[Items from a data source]
——

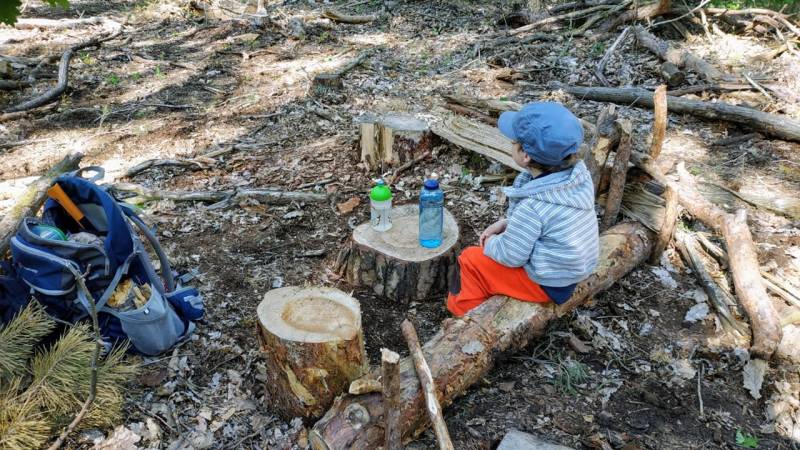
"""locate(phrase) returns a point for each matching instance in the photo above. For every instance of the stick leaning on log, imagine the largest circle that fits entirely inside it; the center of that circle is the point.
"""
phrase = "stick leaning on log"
(428, 388)
(465, 349)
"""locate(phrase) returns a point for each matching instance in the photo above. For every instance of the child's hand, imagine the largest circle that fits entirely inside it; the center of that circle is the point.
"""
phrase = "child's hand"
(495, 228)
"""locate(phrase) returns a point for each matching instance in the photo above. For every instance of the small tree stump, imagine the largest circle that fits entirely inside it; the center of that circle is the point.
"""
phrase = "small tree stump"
(394, 263)
(313, 348)
(393, 139)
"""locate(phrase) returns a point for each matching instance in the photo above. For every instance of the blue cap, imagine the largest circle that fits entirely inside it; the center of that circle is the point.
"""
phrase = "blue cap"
(548, 131)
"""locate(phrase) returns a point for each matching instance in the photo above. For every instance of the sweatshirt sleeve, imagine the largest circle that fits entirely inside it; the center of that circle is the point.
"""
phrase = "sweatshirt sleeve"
(513, 247)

——

* To do: Please copy out every one of the lines above word for word, leaving the pictures out.

* Response to this exercise:
"""locate(phrase) returns a point for each matching instance in the photo above. For every instance of the stick leaning on log, imagine the largest circle that fits entirely inside it; the center of that circle is the point.
"""
phrase = "stick leaning on log"
(428, 388)
(465, 349)
"""locate(phrase) returns a point for each matching instance in the photo above. For every instance of the child's hand, imagine the largest circle that fits entirely inside it; the center of that circle is the point.
"""
phrase = "child's hand"
(495, 228)
"""locate(phrase) returns a point for each matching instance in the photo above. For every instance of the small tree stump, imagine the largest circle that fits entirely inside it; the center of that circle is the point.
"""
phrase = "small tree stump"
(394, 263)
(313, 348)
(393, 139)
"""locate(phrase) returns a point for each matching instance in the photo above. For every instance of the blue cap, imagine the largest circle that fits entirely inside it; the center of that circle is the point.
"""
phrase = "blue cap"
(548, 131)
"""locate(phrase) returns a point for each matching instance in the photo above. For every instance of the sweatshirt sleeve, imagine the largest circle that fits entirely inside it; the center of that circle is the point.
"""
phrase = "sweatshirt sleeve"
(513, 247)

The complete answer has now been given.